Repeat the data exactly. Pictures are not part of the copy.

Material for this exercise START

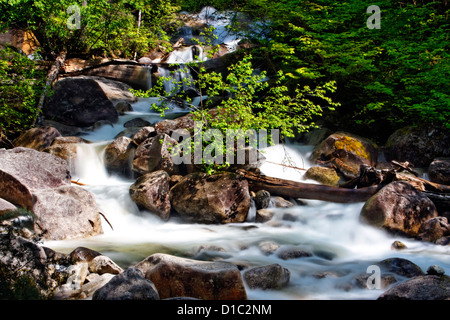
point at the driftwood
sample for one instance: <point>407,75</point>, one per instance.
<point>293,189</point>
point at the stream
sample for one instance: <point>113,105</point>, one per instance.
<point>342,247</point>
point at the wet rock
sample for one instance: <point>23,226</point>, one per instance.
<point>102,264</point>
<point>288,253</point>
<point>433,229</point>
<point>118,156</point>
<point>66,212</point>
<point>37,138</point>
<point>327,176</point>
<point>217,198</point>
<point>267,277</point>
<point>401,267</point>
<point>83,254</point>
<point>425,287</point>
<point>129,285</point>
<point>439,171</point>
<point>6,207</point>
<point>419,146</point>
<point>151,192</point>
<point>262,199</point>
<point>178,277</point>
<point>153,154</point>
<point>81,101</point>
<point>347,152</point>
<point>24,170</point>
<point>398,208</point>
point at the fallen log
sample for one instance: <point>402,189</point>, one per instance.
<point>293,189</point>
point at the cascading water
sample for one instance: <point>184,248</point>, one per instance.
<point>342,247</point>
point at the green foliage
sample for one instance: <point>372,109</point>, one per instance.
<point>21,84</point>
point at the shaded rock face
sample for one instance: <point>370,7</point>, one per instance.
<point>439,171</point>
<point>218,198</point>
<point>66,212</point>
<point>129,285</point>
<point>347,152</point>
<point>420,146</point>
<point>37,138</point>
<point>153,154</point>
<point>180,277</point>
<point>426,287</point>
<point>399,208</point>
<point>151,192</point>
<point>80,102</point>
<point>23,170</point>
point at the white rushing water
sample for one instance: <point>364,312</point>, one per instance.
<point>342,247</point>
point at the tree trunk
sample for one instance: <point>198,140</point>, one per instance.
<point>51,76</point>
<point>293,189</point>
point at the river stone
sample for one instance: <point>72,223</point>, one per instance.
<point>419,146</point>
<point>37,138</point>
<point>102,264</point>
<point>153,154</point>
<point>179,277</point>
<point>79,101</point>
<point>66,212</point>
<point>327,176</point>
<point>272,276</point>
<point>151,192</point>
<point>439,171</point>
<point>129,285</point>
<point>24,170</point>
<point>118,156</point>
<point>347,152</point>
<point>425,287</point>
<point>433,229</point>
<point>6,207</point>
<point>398,208</point>
<point>218,198</point>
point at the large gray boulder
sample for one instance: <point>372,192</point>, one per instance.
<point>218,198</point>
<point>24,170</point>
<point>66,212</point>
<point>179,277</point>
<point>80,102</point>
<point>398,208</point>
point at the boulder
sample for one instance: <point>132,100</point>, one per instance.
<point>419,146</point>
<point>151,192</point>
<point>434,229</point>
<point>129,285</point>
<point>262,199</point>
<point>118,156</point>
<point>401,267</point>
<point>323,175</point>
<point>179,277</point>
<point>102,264</point>
<point>267,277</point>
<point>347,152</point>
<point>65,147</point>
<point>218,198</point>
<point>153,154</point>
<point>80,102</point>
<point>24,170</point>
<point>37,138</point>
<point>439,171</point>
<point>425,287</point>
<point>398,208</point>
<point>66,212</point>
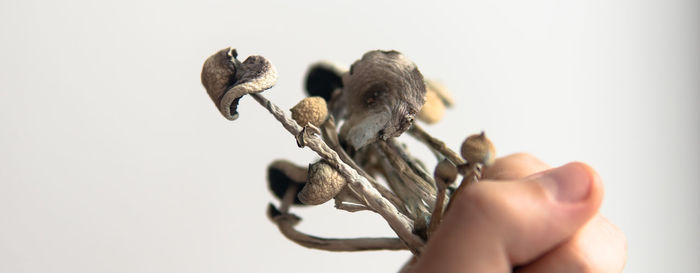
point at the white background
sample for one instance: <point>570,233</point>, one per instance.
<point>113,158</point>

Material for this exercise END

■ Written response ■
point at the driftwood
sample for one instance: <point>407,75</point>, one per instance.
<point>293,189</point>
point at the stream
sample for one instance: <point>113,105</point>, one per instance.
<point>342,247</point>
point at the wet rock
sample for one instance: <point>23,226</point>, one per instance.
<point>102,264</point>
<point>288,253</point>
<point>433,229</point>
<point>118,156</point>
<point>66,212</point>
<point>37,138</point>
<point>327,176</point>
<point>217,198</point>
<point>267,277</point>
<point>401,267</point>
<point>83,254</point>
<point>425,287</point>
<point>129,285</point>
<point>439,171</point>
<point>6,207</point>
<point>419,146</point>
<point>151,192</point>
<point>262,199</point>
<point>178,277</point>
<point>153,154</point>
<point>81,101</point>
<point>347,152</point>
<point>24,170</point>
<point>398,208</point>
point at the fallen log
sample for one instance: <point>402,189</point>, one per instance.
<point>293,189</point>
point at the cascading water
sample for one instance: <point>184,248</point>, one per instance.
<point>342,247</point>
point at the green foliage
sample for one instance: <point>372,109</point>, one per instance.
<point>21,84</point>
point at the shaded rock face
sample for one instance: <point>370,7</point>, one per instance.
<point>439,171</point>
<point>218,198</point>
<point>66,212</point>
<point>129,285</point>
<point>347,152</point>
<point>420,146</point>
<point>37,138</point>
<point>153,154</point>
<point>180,277</point>
<point>426,287</point>
<point>399,208</point>
<point>151,192</point>
<point>80,102</point>
<point>23,170</point>
point at the white rushing water
sample for one instance: <point>364,312</point>, one per instance.
<point>342,247</point>
point at the tree trunk
sample for one instance: <point>198,140</point>, one per instance.
<point>51,76</point>
<point>293,189</point>
point at the river stone
sample for one instance: <point>72,223</point>, one per instance.
<point>419,146</point>
<point>37,138</point>
<point>102,264</point>
<point>153,154</point>
<point>179,277</point>
<point>79,101</point>
<point>66,212</point>
<point>327,176</point>
<point>272,276</point>
<point>151,192</point>
<point>439,171</point>
<point>129,285</point>
<point>24,170</point>
<point>118,156</point>
<point>347,152</point>
<point>425,287</point>
<point>433,229</point>
<point>6,207</point>
<point>398,208</point>
<point>218,198</point>
point at the large gray boulder
sample for one instance: <point>372,192</point>, one per instance.
<point>218,198</point>
<point>24,170</point>
<point>66,212</point>
<point>179,277</point>
<point>80,102</point>
<point>398,208</point>
point at the boulder
sample for one instance: <point>132,100</point>, one per instance.
<point>419,146</point>
<point>151,192</point>
<point>434,229</point>
<point>129,285</point>
<point>262,199</point>
<point>118,156</point>
<point>401,267</point>
<point>323,175</point>
<point>179,277</point>
<point>102,264</point>
<point>267,277</point>
<point>347,152</point>
<point>65,147</point>
<point>218,198</point>
<point>153,154</point>
<point>80,102</point>
<point>24,170</point>
<point>37,138</point>
<point>439,171</point>
<point>425,287</point>
<point>398,208</point>
<point>66,212</point>
point at the white background
sample for one instance: <point>570,233</point>, one per instance.
<point>113,158</point>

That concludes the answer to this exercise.